__GIVEN INSTRUCTION__: Gather every line in the rows below that contains the word "face", and copy each such line in full.

__EXERCISE DATA__:

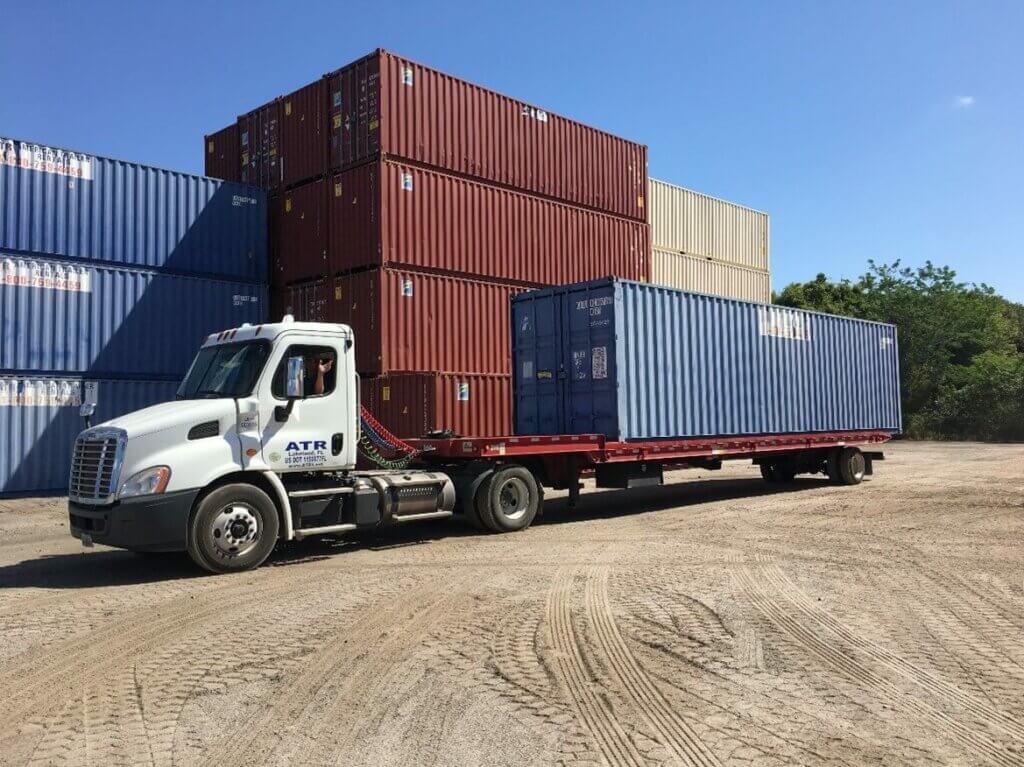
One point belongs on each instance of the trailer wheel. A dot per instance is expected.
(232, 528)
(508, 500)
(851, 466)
...
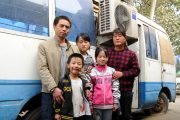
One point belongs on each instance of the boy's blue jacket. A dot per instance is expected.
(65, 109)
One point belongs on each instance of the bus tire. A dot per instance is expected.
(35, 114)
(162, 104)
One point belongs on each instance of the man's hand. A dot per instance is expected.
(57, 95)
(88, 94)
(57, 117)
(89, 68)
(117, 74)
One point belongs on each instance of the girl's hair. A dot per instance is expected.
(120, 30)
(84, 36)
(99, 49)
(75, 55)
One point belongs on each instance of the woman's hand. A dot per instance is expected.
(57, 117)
==
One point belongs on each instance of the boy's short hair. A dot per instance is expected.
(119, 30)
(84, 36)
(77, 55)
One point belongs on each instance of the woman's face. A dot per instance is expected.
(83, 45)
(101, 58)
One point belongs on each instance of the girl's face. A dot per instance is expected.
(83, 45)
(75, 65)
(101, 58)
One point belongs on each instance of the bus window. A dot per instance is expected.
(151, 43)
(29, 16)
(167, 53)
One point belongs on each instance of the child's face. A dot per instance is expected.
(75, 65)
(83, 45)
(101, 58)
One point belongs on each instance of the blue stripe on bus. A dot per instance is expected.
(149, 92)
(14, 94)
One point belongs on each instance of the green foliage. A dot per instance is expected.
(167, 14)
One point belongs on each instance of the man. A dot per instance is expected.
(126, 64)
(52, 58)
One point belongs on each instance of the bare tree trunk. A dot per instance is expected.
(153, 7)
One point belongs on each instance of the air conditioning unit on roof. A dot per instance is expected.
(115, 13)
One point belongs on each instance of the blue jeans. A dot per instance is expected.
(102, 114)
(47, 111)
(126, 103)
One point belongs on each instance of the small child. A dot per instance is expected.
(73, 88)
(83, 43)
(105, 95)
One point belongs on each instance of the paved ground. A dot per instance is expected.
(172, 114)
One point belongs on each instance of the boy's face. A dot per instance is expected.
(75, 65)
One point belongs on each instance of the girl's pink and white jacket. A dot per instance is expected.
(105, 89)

__ANSWER TO THE EXERCISE__:
One point belongs on each instance of the woman's face. A dot per instance is expected.
One point belongs on each instance of the girl's face. A dot per instance is expected.
One point belongs on each instance of the child's face. A dot per instance is expected.
One point belongs on each instance of the boy's face. A dot per instance is expected.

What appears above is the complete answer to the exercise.